Rättvisepartiet Socialisterna (CIO-Suède)
Que se cache-t-il derrière ces résultats ? La réponse la plus claire nous est donnée par un candidat des Verts à Oslo : ”Il n’y a aucune différence entre les Travaillistes et les Conservateurs… les deux partis suivent une politique commune, mais tentent d’entretenir le mythe que le problème le plus important cette année est de choisir entre leurs dirigeants, Jens Stoltenberg ou Erna Solberg.”
Depuis 2005, les gouvernements travaillistes ont suivi les mêmes politiques que les gouvernements de droite sociaux-démocrates en Suède et dans d’autres pays. Des ”réformes de marché” ont été introduites dans les services de santé, entraînant privatisations, fermetures et fusions d’hôpitaux. La politique d’immigration est devenue plus dure, et le pays a participé à la guerre en Afghanistan avec les Etats-Unis. Comme en Suède, l’environnement est aussi menacé, notamment par les forages pétroliers au nord.

##########

Consignes>
[1] D'après l'extrait sur la politique des Travaillistes, avec qui le pays a-t-il participé à la guerre en Afghanistan ?
[2] Quelles conséquences des « réformes de marché » dans les services de santé l'extrait sur la politique des Travaillistes énumère-t-il ?
[3] Poursuivez l'extrait sur la politique des Travaillistes à partir de sa dernière phrase.

Données fournies>
##########

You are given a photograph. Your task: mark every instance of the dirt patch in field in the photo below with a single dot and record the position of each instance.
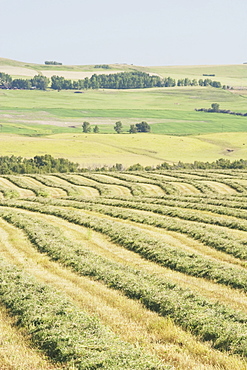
(18, 71)
(77, 75)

##########

Réponses>
[1] Avec les États-Unis.

[2] Privatisations, fermetures, fusions d'hôpitaux

[3]
Le gouvernement sortant présentera dans quelques semaines un budget incluant une baisse des impôts sur la fortune et sur les héritages de plus de 250.000 euros. Sur ce sujet, les alternatives des deux gouvernements ne sont que très peu éloignées.
Le plus grand perdant est le Parti Socialiste de Gauche (SV), qui pendant ses 8 ans au gouvernement a pris toute responsabilité pour la politique des travaillistes. Le SV a obtenu le pire résultat de son histoire, et a failli ne pas dépasser le seuil des 4% (il a obtenu 4,1%). Un de ses membres, Hallgeir Langeland, qui a perdu son siège, a admis au journal Aftenposte que c’était le département des Finances qui était aux commandes du dernier gouvernement. Il pense aussi que ”la politique d’asile a été agressivement menée par le FrP (le Parti du Progrès)” et que les travaillistes et les conservateurs ont pris soin de ne pas critiquer le FrP.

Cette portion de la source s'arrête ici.